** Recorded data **
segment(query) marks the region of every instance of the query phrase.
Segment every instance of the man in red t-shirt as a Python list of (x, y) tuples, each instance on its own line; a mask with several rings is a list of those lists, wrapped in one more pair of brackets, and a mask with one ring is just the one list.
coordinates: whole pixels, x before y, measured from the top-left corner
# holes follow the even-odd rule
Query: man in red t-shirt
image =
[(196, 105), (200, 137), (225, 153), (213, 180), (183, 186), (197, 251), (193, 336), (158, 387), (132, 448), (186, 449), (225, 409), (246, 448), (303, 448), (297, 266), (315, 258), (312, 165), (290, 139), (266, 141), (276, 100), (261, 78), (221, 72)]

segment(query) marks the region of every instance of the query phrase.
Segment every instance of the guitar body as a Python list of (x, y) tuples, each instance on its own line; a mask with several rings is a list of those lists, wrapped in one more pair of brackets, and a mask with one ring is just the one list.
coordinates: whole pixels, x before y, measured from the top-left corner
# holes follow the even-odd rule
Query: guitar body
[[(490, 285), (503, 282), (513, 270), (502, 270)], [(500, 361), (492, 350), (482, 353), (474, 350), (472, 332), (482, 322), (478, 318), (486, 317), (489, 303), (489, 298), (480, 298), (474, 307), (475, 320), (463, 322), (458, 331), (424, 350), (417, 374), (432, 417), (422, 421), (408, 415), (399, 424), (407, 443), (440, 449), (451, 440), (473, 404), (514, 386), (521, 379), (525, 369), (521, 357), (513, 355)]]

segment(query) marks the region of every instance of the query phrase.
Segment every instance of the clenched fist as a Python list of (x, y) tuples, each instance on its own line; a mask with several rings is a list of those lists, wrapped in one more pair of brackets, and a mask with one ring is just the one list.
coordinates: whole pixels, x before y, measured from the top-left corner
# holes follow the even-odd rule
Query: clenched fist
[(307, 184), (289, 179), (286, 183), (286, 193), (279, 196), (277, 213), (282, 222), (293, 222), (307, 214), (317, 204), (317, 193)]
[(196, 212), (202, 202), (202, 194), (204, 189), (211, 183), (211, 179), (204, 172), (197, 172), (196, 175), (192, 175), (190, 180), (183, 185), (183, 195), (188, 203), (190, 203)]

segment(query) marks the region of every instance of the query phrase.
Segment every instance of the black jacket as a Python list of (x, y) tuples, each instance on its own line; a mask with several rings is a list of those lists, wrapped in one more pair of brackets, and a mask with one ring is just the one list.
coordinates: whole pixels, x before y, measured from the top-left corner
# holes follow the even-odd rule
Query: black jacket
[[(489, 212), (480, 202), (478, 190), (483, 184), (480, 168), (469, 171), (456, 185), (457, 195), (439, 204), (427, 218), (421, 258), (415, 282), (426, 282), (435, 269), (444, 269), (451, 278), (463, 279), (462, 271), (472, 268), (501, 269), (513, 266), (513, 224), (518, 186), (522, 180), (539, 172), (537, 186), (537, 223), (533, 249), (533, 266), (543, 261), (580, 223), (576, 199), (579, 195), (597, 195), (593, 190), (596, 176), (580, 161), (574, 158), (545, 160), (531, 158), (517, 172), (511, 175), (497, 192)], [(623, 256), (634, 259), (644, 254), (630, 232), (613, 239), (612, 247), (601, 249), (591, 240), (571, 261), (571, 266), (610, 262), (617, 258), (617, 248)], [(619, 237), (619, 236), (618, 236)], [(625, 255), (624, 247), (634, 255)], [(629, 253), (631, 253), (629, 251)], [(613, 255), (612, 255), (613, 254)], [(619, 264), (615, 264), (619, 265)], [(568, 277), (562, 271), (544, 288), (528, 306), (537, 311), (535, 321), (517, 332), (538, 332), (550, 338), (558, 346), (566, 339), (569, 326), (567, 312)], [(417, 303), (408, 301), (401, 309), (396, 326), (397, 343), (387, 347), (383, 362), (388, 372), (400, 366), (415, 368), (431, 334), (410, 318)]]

** INSTRUCTIONS FOR THE TASK **
Copy out every row above word for word, without changing a single character.

** COMPLETE OUTPUT **
segment(query) marks the region of every instance of the query phrase.
Segment every instance of the man in red t-shirt as a Python list of (x, y) tuples, each instance on its own line; a mask with several rings is a list of those lists, wrapped in one more pair of brackets, and a mask with one ring is just the one list.
coordinates: whole pixels, x before y, measured from the top-left corner
# holes follow the even-odd rule
Query: man in red t-shirt
image =
[(196, 105), (200, 137), (225, 153), (213, 180), (183, 186), (197, 251), (193, 336), (158, 387), (132, 448), (186, 449), (225, 409), (246, 448), (303, 448), (297, 266), (315, 258), (312, 165), (290, 139), (266, 141), (276, 100), (261, 78), (221, 72)]

segment(query) marks the region of every instance of the query phrase.
Segment every instance of the guitar body as a Python list of (x, y) tuples, each instance on its own line; a mask with several rings is a list of those lists, wrapped in one more pair of brackets, and a mask with one ring is just the one list.
coordinates: whole pixels, x before y, measured from the top-left corner
# holes follow the even-odd rule
Query: guitar body
[[(490, 285), (503, 282), (513, 270), (502, 270)], [(500, 361), (492, 350), (482, 353), (474, 350), (472, 332), (482, 322), (478, 318), (486, 317), (489, 303), (489, 298), (480, 298), (474, 307), (475, 320), (463, 322), (458, 331), (424, 350), (417, 374), (432, 417), (422, 421), (408, 415), (399, 424), (407, 443), (440, 449), (451, 440), (473, 404), (514, 386), (521, 379), (525, 369), (521, 357), (513, 355)]]

segment(query) marks the region of every instance of the query phrase.
Segment every instance of the clenched fist as a Python list of (x, y) tuples, each instance on its own line; a mask with several rings is a list of those lists, wrapped in one more pair of brackets, and a mask with one ring is just the one list.
coordinates: whole pixels, x before y, measured from the top-left corner
# holes follow the even-odd rule
Query: clenched fist
[(307, 184), (289, 179), (286, 183), (286, 193), (279, 196), (277, 213), (282, 222), (293, 222), (307, 214), (317, 204), (317, 193)]
[(196, 212), (202, 202), (202, 194), (204, 189), (211, 183), (211, 179), (204, 172), (197, 172), (196, 175), (192, 175), (190, 180), (183, 185), (183, 195), (188, 203), (190, 203)]

segment(query) marks the region of every instance of the query phrase.
Segment every instance of the black jacket as a Python list of (x, y) tuples, each instance on its own line; a mask with several rings is a list of those lists, wrapped in one more pair of brackets, and a mask with one ring is just the one list.
coordinates: whole pixels, x before y, measured from the top-left corner
# holes follow the even-odd rule
Query: black jacket
[[(489, 212), (480, 202), (478, 190), (483, 184), (480, 168), (469, 171), (456, 185), (457, 195), (439, 204), (427, 218), (421, 258), (415, 282), (426, 282), (435, 269), (444, 269), (451, 278), (463, 279), (462, 271), (472, 268), (501, 269), (513, 266), (513, 224), (518, 186), (522, 180), (539, 172), (537, 186), (537, 223), (533, 249), (533, 266), (543, 261), (580, 223), (576, 199), (579, 195), (597, 195), (593, 190), (596, 176), (580, 161), (574, 158), (545, 160), (531, 158), (517, 172), (511, 175), (497, 192)], [(623, 256), (634, 259), (644, 254), (630, 232), (613, 239), (612, 247), (601, 249), (591, 240), (571, 261), (571, 266), (610, 262), (617, 258), (617, 248)], [(619, 237), (619, 236), (618, 236)], [(625, 255), (624, 247), (634, 255)], [(629, 253), (631, 253), (629, 251)], [(613, 255), (612, 255), (613, 254)], [(619, 264), (615, 264), (619, 265)], [(568, 277), (562, 271), (544, 288), (528, 306), (537, 311), (535, 321), (517, 332), (538, 332), (550, 338), (558, 346), (566, 339), (569, 326), (567, 312)], [(417, 303), (408, 301), (401, 309), (396, 326), (397, 343), (387, 347), (383, 362), (388, 372), (400, 366), (415, 368), (431, 334), (410, 318)]]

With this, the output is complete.